EXERCISE OBJECTIVE
Write out the passage in the text on NIOSH research project planning between "Research Project Planning and" and "the institute level.", inclusive, word for word.
BEGIN EXTRACTED TEXT
Research Project Planning and Resource Allocation1

NIOSH TI research project planning takes place at the research division level and at the institute level.

At the division level, Division of Safety Research (DSR) staff propose research projects within the context of program drivers, which may include surveillance findings on injury incidence and severity, worker groups with the greatest numbers and risk of death or injury, congressional mandates, stakeholder input, or research needs outlined in the 1998 National Occupational Research Agenda (NORA)-TI team white paper (NIOSH, 1998). DSR leadership—with input from staff—rates and ranks new project concepts based on project need, soundness of approach or methods, and expected impact (NIOSH, 2007a, p. 43). Concepts that rank highest are approved based on funding availability. Staff may then develop research protocols within the approved concept areas. Research protocols are peer-reviewed internally, and may also be presented at public meetings for stakeholder input and to assess the interest in and potential impact of the research. When research projects end, funding returns to a pool for competition for new project concepts proposed by DSR staff (NIOSH, 2007a, p. 43).
END EXTRACTED TEXT
BEGIN STUDY MATERIAL
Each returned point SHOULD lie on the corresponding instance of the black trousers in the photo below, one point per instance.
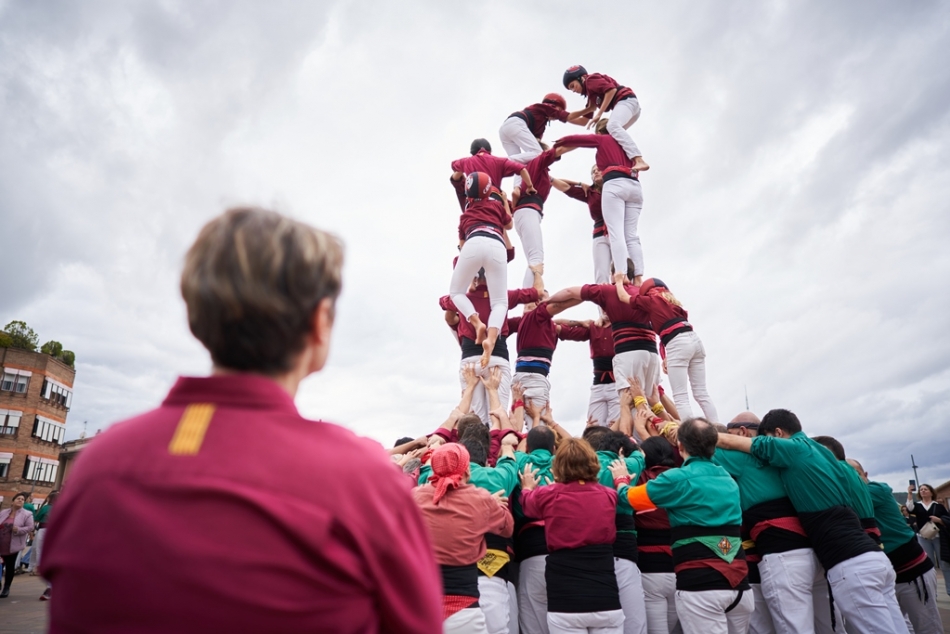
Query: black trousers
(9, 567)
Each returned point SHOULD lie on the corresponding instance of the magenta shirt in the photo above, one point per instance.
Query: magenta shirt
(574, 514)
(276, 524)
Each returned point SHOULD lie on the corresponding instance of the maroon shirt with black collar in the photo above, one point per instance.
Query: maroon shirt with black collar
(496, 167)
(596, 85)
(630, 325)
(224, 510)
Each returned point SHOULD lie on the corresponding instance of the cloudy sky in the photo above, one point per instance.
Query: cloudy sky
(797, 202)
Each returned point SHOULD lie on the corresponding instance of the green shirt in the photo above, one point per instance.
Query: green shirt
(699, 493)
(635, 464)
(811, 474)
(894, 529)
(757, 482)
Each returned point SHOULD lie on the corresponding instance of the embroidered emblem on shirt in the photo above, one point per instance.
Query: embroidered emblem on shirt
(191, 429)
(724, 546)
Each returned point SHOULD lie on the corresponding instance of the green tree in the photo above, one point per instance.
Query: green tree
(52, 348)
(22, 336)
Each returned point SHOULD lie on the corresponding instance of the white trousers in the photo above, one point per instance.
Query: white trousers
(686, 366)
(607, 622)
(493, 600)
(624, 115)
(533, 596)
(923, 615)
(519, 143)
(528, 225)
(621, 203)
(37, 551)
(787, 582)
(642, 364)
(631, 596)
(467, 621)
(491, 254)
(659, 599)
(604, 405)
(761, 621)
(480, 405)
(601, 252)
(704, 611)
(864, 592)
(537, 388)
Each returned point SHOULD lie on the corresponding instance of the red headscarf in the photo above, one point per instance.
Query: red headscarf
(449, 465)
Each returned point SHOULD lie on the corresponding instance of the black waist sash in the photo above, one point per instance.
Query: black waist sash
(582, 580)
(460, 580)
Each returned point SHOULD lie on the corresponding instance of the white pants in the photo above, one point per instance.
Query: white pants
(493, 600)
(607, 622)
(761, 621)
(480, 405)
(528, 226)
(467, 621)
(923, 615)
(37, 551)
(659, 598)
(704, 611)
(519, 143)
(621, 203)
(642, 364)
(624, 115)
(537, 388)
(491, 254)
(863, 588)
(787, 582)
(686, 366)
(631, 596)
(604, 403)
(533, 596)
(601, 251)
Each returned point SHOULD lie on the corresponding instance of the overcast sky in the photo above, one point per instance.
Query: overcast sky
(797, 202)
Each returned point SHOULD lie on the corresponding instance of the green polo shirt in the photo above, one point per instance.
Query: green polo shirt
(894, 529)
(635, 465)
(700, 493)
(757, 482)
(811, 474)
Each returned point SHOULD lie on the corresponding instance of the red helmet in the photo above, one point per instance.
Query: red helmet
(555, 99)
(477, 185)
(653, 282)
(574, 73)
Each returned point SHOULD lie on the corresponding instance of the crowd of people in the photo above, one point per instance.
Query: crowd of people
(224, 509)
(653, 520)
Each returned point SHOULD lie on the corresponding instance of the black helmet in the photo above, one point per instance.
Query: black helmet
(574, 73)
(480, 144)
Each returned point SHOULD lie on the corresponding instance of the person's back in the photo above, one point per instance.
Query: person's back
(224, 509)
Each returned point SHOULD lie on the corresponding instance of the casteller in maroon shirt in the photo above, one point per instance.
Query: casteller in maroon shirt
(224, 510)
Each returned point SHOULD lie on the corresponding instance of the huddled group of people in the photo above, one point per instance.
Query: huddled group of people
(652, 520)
END STUDY MATERIAL
TASK RESULT
Research Project Planning and Resource Allocation1

NIOSH TI research project planning takes place at the research division level and at the institute level.